Humic acids comprise a mixture of weak carbon chains and carbon rings. They are organic acids that are not soluble in water under acidic conditions, but are soluble in water, under basic (alkaline) conditions. When the pH is decreased below 2 in water- based solutions, humic acids solidify and fall out of solution, becoming that tiny fraction of concretions (precipitates) visible at the bottom of the test tube. On average 35% of the humic acid molecules are rings of carbon atoms (aromatic) while the remaining components (65%) are molecules in the form of carbon chains (aliphatic).
The molecular weights of humic acids range from approximately 10,000 to 100,000. Humic acid polymers readily bind clay minerals to form stable organic clay complexes. Peripheral pores in the polymer are capable of accommodating (binding) natural and synthetic organic chemicals in lattice-(clathrate)-type arrangements. [Petitt] In the absence of the clay or humic colloids, the cations may be lost either through fixation or leaching, and thereby lost to the plant root.

* **YOUR INSTRUCTIONS**
Extend the passage on humic acids, picking up after its last sentence. The entries come from a separate source unrelated to this text.

* **GIVEN INFORMATION**
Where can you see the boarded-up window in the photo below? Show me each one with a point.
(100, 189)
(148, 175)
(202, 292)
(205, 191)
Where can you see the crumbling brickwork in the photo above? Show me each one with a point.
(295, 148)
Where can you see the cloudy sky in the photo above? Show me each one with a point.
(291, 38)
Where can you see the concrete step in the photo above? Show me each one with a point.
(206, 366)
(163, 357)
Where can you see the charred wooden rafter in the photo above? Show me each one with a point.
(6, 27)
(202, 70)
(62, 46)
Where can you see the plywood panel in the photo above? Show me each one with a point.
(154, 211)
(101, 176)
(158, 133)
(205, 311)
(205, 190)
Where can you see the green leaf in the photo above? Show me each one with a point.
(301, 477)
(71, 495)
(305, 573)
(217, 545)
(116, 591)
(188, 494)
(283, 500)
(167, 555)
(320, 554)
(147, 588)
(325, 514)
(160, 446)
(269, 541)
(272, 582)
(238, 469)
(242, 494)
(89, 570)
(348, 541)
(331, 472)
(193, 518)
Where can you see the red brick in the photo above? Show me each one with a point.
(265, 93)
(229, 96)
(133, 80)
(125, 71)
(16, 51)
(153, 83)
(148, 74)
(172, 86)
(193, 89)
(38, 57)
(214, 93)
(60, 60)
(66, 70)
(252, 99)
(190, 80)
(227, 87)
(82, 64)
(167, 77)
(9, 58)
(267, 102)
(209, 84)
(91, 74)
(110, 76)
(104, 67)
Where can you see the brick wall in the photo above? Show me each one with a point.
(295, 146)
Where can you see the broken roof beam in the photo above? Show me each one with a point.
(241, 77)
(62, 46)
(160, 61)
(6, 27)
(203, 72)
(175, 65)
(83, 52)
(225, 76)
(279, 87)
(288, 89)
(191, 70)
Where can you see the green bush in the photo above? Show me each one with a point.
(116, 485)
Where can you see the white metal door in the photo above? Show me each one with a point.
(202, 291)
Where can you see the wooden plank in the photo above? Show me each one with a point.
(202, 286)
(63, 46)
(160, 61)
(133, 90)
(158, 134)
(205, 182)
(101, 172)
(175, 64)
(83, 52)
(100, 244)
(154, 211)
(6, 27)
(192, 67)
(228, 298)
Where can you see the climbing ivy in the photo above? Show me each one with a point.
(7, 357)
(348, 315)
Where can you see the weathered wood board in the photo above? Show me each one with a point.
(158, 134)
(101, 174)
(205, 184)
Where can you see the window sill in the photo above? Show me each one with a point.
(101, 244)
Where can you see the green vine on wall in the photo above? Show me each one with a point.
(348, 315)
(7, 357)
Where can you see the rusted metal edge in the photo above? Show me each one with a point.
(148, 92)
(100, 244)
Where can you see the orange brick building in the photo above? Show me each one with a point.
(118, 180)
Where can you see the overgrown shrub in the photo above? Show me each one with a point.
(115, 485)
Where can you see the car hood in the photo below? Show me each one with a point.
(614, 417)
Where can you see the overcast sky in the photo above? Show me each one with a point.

* **RESULT**
Humic acids are crucial to life on earth, but they are susceptible to depletion via oxidation, and may become deactivated by sodium or aluminum. This creates soil problems which may impact the food chain all the way up. Humic acids have been shown to stimulate seed germination of several varieties of crops. The plant characteristic that the addition of humic substances has consistently enhanced more than any other is root length, especially on sandy soils. Top growth, vigor, and trunk cross-sectional area are also increased in response to stimulation by humates, but the effect is usually more prominent in the roots. A proliferation in root growth, resulting in an increased efficiency of the root system, is a likely cause of higher plant yields seen in response to humic acid treatment.